● **Problem requirements**
Transcribe the blog excerpt below in full, word for word.

(Reading passage)

Some people have evidently been on the Mall for a while, and are curled up in sleeping bags, barely visible in the dim light. We carefully step over their bodies, heading toward the Capitol. We cross 7th Avenue and get a great spot near the second-closest Jumbotron to the Capitol and settle in for the five-hour wait for the festivities to begin.

More to come...

 

For some excellent pictures of the inauguration, see this link. And here.


Sunday, January 4, 2009

Video at Great Barrier Reef


This video was taken when we were snorkeling at the Great Barrier Reef. The fish were amazingly bright and beautiful. The striped fish you see in the beginning is a clownfish. 

Shark video


I know Blayne promised sharks during our vacation and this video delivers! Sadly a man was killed by a shark (in Perth) while we were in Australia but we were assured that despite many reports, shark deaths are extremely rare in Australia. 

I took this video with our rented underwater camera during our excursion to the Great Barrier Reef off Port Douglas. This is a reef shark: a relatively small shark compared to the great while sharks of the Jaws movies. But sharks nonetheless.  I know that sharks can't back up (thanks to the Discovery Channel) and I was hoping while I was swimming after the shark in this film that it wouldn't suddenly turn and attack me.  I don't think it was even aware of me.

(End Reading passage)
(Record excerpts)

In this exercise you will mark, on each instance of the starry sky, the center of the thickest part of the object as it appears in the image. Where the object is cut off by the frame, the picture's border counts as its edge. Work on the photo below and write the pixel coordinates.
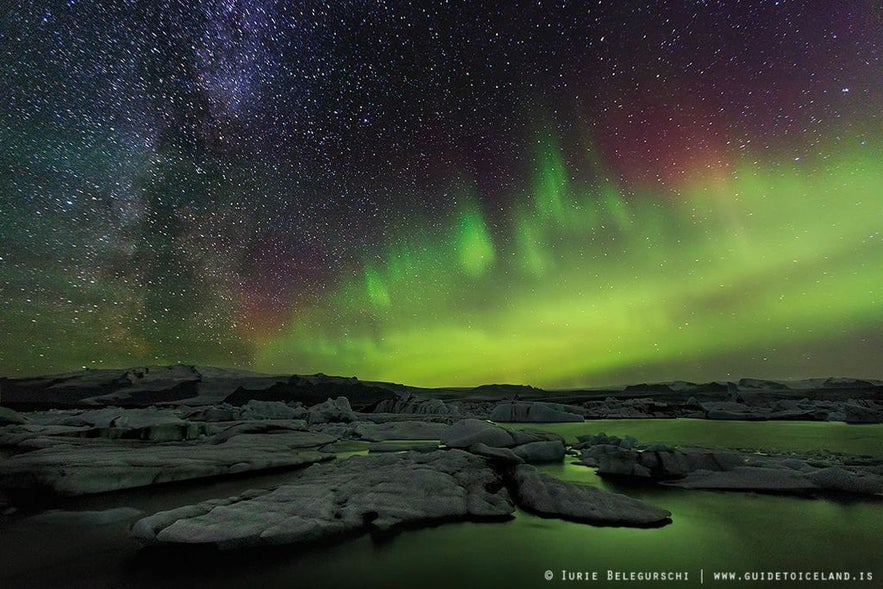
(444, 193)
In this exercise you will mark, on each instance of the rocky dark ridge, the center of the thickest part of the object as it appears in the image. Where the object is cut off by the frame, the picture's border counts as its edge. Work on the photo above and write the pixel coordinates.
(821, 399)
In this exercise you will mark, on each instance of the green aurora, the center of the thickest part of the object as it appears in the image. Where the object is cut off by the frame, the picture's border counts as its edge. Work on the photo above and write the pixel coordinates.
(588, 283)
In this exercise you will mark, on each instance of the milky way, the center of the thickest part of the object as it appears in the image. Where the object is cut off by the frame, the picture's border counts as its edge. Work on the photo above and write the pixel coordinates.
(555, 193)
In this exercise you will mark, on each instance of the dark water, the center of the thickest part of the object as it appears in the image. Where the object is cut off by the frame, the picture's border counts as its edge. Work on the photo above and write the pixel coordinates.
(712, 531)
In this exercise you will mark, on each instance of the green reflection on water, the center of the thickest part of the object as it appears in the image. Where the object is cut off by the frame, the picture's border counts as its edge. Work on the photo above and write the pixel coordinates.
(784, 436)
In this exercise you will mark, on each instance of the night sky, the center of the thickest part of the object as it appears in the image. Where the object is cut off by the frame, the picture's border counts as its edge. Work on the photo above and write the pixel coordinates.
(444, 193)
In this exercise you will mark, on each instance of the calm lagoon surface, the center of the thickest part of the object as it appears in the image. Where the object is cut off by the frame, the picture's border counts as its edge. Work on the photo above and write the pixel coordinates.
(711, 531)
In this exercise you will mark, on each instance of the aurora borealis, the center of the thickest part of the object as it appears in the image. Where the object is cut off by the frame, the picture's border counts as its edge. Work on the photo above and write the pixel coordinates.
(443, 193)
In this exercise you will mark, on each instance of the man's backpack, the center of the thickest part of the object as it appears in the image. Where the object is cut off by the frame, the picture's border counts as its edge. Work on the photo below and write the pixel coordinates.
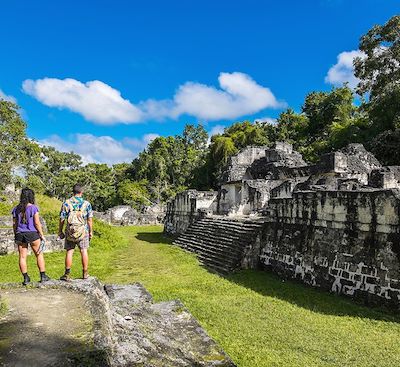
(76, 223)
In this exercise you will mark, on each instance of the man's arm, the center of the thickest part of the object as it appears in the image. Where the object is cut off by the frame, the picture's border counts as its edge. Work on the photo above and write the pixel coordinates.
(61, 228)
(15, 225)
(38, 225)
(63, 215)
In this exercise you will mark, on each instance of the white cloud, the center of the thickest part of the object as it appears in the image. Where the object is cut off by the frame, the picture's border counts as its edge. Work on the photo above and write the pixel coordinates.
(343, 70)
(93, 149)
(268, 120)
(140, 144)
(7, 97)
(237, 96)
(95, 100)
(216, 130)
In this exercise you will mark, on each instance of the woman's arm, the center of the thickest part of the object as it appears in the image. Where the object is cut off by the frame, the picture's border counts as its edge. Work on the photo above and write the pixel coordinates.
(15, 225)
(38, 225)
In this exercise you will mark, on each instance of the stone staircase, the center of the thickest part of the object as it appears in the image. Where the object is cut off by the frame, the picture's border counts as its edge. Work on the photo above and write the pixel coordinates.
(220, 242)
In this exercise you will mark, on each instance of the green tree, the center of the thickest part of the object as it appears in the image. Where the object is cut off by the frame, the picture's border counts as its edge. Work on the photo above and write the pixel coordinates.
(133, 193)
(16, 150)
(379, 74)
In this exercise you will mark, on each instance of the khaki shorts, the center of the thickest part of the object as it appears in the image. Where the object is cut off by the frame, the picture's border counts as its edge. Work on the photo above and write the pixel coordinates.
(83, 244)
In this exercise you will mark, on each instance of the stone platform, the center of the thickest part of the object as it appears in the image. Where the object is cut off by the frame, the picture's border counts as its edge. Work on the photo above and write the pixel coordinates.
(128, 329)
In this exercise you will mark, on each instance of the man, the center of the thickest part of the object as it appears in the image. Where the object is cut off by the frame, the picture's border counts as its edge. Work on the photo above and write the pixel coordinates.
(78, 214)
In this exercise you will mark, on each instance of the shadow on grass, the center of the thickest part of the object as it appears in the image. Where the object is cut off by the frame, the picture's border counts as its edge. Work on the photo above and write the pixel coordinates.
(154, 237)
(316, 300)
(270, 285)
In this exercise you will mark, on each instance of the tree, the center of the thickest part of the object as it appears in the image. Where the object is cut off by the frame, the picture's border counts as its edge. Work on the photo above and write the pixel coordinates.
(379, 70)
(133, 193)
(379, 74)
(16, 150)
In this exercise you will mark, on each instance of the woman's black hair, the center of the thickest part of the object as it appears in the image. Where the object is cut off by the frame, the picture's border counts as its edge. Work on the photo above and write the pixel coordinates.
(27, 197)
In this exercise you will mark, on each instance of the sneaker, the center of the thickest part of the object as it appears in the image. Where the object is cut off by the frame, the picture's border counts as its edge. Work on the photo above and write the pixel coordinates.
(27, 280)
(66, 277)
(85, 274)
(44, 278)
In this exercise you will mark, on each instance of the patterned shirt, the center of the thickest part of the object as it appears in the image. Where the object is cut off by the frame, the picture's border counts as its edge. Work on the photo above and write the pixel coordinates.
(27, 223)
(77, 202)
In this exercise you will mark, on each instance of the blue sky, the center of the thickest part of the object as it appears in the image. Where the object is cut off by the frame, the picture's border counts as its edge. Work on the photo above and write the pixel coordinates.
(103, 78)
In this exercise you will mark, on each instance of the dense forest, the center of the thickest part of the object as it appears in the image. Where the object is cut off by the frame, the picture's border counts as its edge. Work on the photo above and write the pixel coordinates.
(370, 114)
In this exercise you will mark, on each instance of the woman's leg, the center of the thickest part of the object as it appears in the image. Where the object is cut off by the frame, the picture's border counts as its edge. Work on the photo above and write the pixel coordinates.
(39, 256)
(23, 253)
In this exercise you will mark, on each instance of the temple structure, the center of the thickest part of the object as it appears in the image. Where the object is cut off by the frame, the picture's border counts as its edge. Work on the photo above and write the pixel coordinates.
(334, 224)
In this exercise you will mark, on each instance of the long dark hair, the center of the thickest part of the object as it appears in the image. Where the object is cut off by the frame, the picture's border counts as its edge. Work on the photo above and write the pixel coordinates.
(27, 197)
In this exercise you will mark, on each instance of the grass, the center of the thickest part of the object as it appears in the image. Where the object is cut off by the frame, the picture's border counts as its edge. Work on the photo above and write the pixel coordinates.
(259, 320)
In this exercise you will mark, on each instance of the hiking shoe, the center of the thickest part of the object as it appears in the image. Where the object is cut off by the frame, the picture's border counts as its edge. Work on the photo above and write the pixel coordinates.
(27, 280)
(66, 277)
(44, 278)
(85, 274)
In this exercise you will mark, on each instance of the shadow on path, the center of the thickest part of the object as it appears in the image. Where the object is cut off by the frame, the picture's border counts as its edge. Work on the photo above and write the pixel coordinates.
(42, 349)
(154, 237)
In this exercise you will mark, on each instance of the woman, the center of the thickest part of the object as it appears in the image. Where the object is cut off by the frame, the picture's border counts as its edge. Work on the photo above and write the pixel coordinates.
(28, 230)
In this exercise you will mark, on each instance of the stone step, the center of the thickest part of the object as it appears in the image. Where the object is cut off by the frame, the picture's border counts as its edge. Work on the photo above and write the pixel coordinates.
(228, 225)
(247, 223)
(234, 234)
(234, 248)
(222, 262)
(205, 237)
(218, 266)
(230, 233)
(221, 252)
(218, 242)
(219, 238)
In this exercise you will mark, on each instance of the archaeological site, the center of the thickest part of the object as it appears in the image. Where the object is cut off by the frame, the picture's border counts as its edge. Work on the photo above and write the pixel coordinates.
(334, 224)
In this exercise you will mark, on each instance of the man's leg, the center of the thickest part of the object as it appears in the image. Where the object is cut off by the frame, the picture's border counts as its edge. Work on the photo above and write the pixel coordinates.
(68, 258)
(85, 262)
(68, 264)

(End Record excerpts)

● **Task result**
Some people have evidently been on the Mall for a while, and are curled up in sleeping bags, barely visible in the dim light. We carefully step over their bodies, heading toward the Capitol. We cross 7th Avenue and get a great spot near the second-closest Jumbotron to the Capitol and settle in for the five-hour wait for the festivities to begin.

More to come...

 

For some excellent pictures of the inauguration, see this link. And here.


Sunday, January 4, 2009

Video at Great Barrier Reef


This video was taken when we were snorkeling at the Great Barrier Reef. The fish were amazingly bright and beautiful. The striped fish you see in the beginning is a clownfish. 

Shark video


I know Blayne promised sharks during our vacation and this video delivers! Sadly a man was killed by a shark (in Perth) while we were in Australia but we were assured that despite many reports, shark deaths are extremely rare in Australia. 

I took this video with our rented underwater camera during our excursion to the Great Barrier Reef off Port Douglas. This is a reef shark: a relatively small shark compared to the great while sharks of the Jaws movies. But sharks nonetheless.  I know that sharks can't back up (thanks to the Discovery Channel) and I was hoping while I was swimming after the shark in this film that it wouldn't suddenly turn and attack me.  I don't think it was even aware of me.